_Consigna escrita_
Reúne y copia todas las líneas que contienen la palabra "Return".

_Líneas mostradas_
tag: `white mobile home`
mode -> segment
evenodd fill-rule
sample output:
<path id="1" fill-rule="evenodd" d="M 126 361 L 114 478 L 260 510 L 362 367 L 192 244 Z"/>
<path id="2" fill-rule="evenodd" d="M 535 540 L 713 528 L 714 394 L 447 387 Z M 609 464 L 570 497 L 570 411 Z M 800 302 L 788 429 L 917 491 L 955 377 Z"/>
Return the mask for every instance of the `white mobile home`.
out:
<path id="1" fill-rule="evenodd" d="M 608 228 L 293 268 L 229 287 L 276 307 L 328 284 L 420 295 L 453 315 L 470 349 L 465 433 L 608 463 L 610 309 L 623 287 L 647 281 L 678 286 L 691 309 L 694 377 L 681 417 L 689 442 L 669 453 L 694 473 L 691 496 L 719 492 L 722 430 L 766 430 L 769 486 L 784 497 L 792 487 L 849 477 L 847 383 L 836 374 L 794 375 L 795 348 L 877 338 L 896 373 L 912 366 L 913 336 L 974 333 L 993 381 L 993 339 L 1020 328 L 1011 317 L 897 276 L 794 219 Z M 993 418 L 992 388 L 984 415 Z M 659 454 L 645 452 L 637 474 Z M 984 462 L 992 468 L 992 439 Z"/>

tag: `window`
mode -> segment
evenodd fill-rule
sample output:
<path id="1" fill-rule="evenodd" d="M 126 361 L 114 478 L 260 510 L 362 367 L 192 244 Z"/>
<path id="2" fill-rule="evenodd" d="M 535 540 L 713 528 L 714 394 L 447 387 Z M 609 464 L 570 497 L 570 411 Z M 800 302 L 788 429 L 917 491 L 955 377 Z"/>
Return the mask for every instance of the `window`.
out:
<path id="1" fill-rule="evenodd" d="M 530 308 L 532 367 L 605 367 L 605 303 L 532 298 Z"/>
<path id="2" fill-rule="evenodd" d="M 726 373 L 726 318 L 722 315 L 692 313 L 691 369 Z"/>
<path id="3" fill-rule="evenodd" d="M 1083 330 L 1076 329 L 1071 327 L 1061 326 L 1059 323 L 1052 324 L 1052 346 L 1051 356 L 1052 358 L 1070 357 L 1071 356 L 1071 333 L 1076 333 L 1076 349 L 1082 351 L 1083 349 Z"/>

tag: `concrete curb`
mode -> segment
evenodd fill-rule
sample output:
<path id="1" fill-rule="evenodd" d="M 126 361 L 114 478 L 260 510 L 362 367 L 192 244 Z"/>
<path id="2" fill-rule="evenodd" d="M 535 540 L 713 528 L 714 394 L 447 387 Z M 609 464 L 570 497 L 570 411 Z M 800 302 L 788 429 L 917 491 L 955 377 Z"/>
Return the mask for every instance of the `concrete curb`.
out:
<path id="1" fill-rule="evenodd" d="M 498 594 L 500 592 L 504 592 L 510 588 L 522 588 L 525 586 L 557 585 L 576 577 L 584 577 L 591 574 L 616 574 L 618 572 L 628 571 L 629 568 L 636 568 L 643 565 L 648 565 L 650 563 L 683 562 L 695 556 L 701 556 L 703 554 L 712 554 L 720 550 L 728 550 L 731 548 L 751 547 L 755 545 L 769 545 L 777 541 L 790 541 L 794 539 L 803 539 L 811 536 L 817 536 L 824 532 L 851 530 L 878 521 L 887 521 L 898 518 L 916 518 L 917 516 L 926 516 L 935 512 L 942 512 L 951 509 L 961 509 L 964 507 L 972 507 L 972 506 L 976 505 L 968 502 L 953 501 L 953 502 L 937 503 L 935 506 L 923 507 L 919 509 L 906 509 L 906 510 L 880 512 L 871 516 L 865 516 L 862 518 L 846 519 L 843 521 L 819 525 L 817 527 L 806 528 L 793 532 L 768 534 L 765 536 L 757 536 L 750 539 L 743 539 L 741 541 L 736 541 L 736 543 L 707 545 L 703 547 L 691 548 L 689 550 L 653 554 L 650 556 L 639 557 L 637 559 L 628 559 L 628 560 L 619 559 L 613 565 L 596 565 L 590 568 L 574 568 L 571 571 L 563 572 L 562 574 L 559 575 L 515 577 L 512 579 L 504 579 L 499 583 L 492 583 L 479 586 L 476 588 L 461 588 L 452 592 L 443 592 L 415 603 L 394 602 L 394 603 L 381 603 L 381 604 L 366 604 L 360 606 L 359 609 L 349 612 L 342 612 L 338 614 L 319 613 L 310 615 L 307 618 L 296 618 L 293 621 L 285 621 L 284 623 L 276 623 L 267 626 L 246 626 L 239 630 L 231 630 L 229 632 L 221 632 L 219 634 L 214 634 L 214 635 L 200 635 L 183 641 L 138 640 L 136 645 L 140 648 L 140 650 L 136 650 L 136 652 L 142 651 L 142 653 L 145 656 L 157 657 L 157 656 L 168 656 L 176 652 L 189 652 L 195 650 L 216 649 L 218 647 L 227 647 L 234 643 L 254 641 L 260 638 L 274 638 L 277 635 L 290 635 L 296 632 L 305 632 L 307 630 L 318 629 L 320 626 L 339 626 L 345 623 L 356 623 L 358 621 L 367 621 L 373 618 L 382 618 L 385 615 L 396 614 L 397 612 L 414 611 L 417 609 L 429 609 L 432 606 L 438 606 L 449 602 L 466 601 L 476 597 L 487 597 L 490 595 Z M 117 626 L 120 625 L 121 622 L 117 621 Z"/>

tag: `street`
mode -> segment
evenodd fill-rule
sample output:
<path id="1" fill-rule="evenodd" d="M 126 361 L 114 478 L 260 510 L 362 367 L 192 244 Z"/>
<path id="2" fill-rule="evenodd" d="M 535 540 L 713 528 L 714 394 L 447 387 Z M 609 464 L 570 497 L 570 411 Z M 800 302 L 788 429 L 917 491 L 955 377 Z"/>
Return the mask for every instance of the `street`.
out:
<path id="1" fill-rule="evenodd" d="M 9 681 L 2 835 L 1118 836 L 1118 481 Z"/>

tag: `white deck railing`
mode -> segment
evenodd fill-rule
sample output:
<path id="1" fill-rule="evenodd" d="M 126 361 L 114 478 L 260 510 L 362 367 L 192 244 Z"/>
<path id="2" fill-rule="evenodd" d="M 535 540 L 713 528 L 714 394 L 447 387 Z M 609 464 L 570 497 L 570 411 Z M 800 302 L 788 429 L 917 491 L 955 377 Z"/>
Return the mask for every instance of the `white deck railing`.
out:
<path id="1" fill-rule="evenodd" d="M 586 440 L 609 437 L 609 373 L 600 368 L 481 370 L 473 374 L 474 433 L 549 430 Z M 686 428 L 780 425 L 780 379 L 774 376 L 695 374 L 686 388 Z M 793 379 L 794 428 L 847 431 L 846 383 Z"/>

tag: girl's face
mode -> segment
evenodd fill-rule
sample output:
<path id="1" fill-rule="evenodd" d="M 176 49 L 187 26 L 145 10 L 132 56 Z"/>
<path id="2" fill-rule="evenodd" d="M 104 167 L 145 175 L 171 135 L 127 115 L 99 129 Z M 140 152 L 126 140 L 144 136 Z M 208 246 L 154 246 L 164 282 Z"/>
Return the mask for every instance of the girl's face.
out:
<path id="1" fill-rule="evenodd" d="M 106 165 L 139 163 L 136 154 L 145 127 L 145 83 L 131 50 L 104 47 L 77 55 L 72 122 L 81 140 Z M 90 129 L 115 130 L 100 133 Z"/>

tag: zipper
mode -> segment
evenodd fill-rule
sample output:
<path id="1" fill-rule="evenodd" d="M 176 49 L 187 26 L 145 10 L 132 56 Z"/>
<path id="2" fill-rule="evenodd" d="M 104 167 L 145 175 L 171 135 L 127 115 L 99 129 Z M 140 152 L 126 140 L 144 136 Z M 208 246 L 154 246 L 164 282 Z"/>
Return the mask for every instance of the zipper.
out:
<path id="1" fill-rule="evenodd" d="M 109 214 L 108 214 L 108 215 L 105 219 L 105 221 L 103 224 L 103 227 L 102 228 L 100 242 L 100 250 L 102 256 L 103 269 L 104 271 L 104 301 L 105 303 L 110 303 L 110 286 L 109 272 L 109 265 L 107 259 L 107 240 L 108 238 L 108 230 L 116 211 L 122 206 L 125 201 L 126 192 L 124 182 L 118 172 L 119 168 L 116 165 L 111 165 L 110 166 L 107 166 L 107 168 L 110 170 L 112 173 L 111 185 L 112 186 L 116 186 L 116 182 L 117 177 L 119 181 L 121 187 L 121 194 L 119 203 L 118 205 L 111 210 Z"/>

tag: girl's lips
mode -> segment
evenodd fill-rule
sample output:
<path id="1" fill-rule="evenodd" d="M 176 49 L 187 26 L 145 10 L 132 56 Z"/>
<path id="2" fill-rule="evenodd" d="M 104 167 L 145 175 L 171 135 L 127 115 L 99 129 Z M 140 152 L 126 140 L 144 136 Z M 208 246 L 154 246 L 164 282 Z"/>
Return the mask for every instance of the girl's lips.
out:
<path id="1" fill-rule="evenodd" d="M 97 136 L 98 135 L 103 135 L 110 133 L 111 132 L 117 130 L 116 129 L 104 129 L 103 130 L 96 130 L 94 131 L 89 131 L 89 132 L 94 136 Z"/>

_Resultado del ejercicio_
Return the mask for every instance of the `white mobile home`.
Return the mask for every instance of the `window`.
Return the mask for every instance of the `concrete curb`.
Return the mask for every instance of the `street`.
Return the mask for every instance of the `white deck railing`.
Return the mask for every instance of the girl's face.
Return the mask for every instance of the zipper.
Return the mask for every instance of the girl's lips.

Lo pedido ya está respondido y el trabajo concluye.